CONSEGNA 1>
Rispondi a queste domande sul brano:
(a) Qual è il titolo posto sotto l'intestazione del capitolo?
(b) In quale luogo è stato lasciato il destinatario?
(c) Come viene definito il vescovo, oltre che irreprensibile?

ESTRATTO DEL DOCUMENTO>
# # #

Epistola di TITO: cap. 2
Le qualifiche di un servo fedele
“Per questa ragione t'ho lasciato in Creta: perché tu dia ordine alle cose che rimangono a fare, e costituisca degli anziani per ogni città, come t'ho ordinato; quando si trovi chi sia irreprensibile, marito d'una sola moglie, avente figliuoli fedeli, che non sieno accusati di dissolutezza né insubordinati. Poiché il vescovo bisogna che sia irreprensibile, come economo di Dio; non arrogante, non iracondo, non dedito al vino, non manesco, non cupido di disonesto guadagno, ma ospitale, amante del bene, assennato, giusto, santo, temperante, attaccato alla fedel Parola quale gli è stata insegnata, onde sia capace d'esortare nella sana dottrina e di convincere i contraddittori” (1:5-9).

# # #

Elementi dei dati:
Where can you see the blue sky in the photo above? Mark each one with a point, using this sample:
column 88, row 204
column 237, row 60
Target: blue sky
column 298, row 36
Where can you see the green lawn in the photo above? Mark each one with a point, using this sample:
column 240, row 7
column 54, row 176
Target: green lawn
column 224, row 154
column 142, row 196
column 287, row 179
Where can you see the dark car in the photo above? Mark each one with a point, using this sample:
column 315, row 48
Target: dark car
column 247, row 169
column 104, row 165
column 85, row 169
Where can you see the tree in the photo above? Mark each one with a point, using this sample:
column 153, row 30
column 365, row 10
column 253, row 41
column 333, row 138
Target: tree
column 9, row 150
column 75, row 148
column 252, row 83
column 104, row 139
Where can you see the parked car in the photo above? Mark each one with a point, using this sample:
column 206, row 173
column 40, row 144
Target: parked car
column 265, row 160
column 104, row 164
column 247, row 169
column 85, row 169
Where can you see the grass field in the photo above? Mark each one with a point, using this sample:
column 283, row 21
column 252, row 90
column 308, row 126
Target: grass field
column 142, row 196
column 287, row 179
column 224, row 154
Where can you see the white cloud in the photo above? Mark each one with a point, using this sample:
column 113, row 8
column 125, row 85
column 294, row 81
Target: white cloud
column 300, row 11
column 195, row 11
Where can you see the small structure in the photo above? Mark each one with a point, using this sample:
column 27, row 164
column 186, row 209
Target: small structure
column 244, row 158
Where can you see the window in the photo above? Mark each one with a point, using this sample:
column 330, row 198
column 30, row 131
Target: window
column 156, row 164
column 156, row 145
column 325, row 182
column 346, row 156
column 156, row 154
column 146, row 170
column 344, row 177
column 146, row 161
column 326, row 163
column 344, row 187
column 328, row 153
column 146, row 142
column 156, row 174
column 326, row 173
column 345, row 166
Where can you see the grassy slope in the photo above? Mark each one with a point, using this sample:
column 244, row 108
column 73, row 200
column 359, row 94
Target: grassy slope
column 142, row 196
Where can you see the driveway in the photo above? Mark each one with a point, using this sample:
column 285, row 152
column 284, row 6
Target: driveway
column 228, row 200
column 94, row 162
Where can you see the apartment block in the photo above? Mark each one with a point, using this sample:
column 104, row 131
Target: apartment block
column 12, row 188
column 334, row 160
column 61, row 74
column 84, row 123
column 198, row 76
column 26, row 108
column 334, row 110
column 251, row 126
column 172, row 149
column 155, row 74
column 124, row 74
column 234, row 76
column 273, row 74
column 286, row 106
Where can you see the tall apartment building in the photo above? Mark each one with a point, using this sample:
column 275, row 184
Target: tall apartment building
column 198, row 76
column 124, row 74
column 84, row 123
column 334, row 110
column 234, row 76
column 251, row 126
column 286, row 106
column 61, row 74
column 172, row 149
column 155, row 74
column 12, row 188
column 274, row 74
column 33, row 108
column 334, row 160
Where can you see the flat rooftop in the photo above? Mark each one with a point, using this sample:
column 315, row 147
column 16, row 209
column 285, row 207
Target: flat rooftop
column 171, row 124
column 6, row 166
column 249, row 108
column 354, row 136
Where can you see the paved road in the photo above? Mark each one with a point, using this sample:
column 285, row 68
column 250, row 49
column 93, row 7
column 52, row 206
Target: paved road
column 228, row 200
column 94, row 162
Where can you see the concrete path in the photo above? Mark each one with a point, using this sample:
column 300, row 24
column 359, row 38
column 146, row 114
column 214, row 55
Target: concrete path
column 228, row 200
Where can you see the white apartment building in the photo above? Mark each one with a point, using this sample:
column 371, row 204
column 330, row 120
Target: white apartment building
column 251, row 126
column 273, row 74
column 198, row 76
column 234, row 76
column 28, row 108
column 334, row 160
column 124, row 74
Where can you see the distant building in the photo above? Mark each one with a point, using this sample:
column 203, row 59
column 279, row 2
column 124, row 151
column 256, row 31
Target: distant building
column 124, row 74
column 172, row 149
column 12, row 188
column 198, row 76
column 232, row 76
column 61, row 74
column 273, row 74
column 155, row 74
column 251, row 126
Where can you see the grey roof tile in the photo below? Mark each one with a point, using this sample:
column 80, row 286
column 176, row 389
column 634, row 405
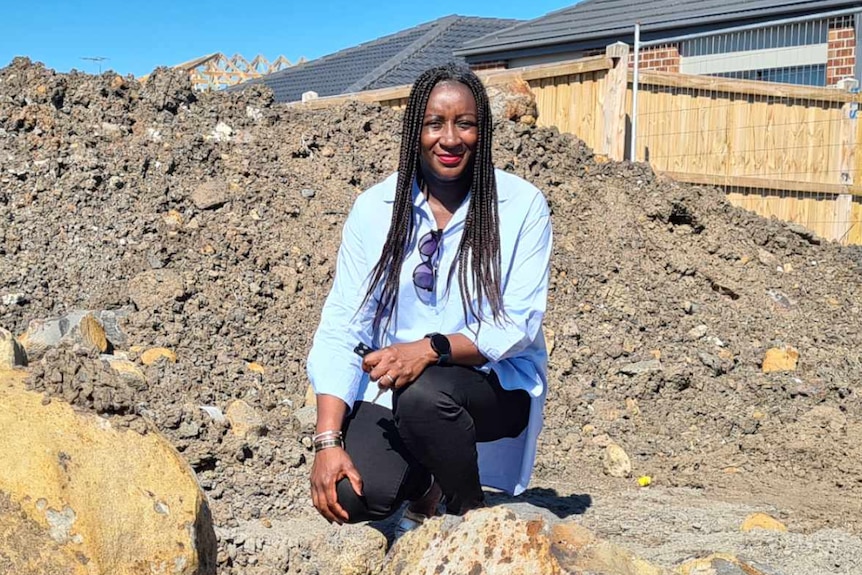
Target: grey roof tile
column 392, row 60
column 611, row 19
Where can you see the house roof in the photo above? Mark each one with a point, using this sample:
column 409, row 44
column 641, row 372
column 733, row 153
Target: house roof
column 392, row 60
column 615, row 19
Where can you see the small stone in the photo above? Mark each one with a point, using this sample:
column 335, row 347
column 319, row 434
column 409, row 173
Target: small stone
column 304, row 419
column 154, row 354
column 11, row 299
column 550, row 339
column 189, row 430
column 173, row 219
column 244, row 419
column 127, row 369
column 93, row 334
column 210, row 195
column 696, row 333
column 766, row 258
column 780, row 360
column 310, row 397
column 762, row 521
column 640, row 367
column 616, row 461
column 12, row 353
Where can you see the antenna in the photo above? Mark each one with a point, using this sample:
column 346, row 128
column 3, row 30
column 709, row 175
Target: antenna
column 98, row 59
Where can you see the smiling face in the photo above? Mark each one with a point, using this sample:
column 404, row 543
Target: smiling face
column 450, row 131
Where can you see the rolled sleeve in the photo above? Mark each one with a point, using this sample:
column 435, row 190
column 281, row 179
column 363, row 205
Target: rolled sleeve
column 333, row 368
column 524, row 294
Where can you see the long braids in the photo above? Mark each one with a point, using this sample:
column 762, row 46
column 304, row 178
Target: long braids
column 479, row 251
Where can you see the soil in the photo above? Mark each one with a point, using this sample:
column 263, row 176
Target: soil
column 212, row 220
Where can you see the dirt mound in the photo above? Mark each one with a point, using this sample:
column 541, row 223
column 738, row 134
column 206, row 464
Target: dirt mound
column 664, row 300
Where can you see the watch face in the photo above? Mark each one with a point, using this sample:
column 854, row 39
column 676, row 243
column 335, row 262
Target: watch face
column 440, row 343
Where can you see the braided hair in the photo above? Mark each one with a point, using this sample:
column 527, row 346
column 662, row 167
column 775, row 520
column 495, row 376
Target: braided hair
column 479, row 251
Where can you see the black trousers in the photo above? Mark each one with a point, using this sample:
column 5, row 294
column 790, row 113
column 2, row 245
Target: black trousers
column 432, row 430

# # #

CONSEGNA 2> Riscrivi soltanto i record dalla riga che contiene "Where can you see the dirt" fino alla riga che contiene "column 440, row 343", quest'ultima compresa. Sostituisci "in the photo above" con "in the picture shown" e lascia invariato tutto il resto.

SOLUZIONE 1>
(a) Le qualifiche di un servo fedele
(b) In Creta
(c) Come economo di Dio

SOLUZIONE 2>
Where can you see the dirt mound in the picture shown? Mark each one with a point, using this sample:
column 541, row 223
column 738, row 134
column 206, row 464
Target: dirt mound
column 664, row 300
Where can you see the watch face in the picture shown? Mark each one with a point, using this sample:
column 854, row 39
column 676, row 243
column 335, row 262
Target: watch face
column 440, row 343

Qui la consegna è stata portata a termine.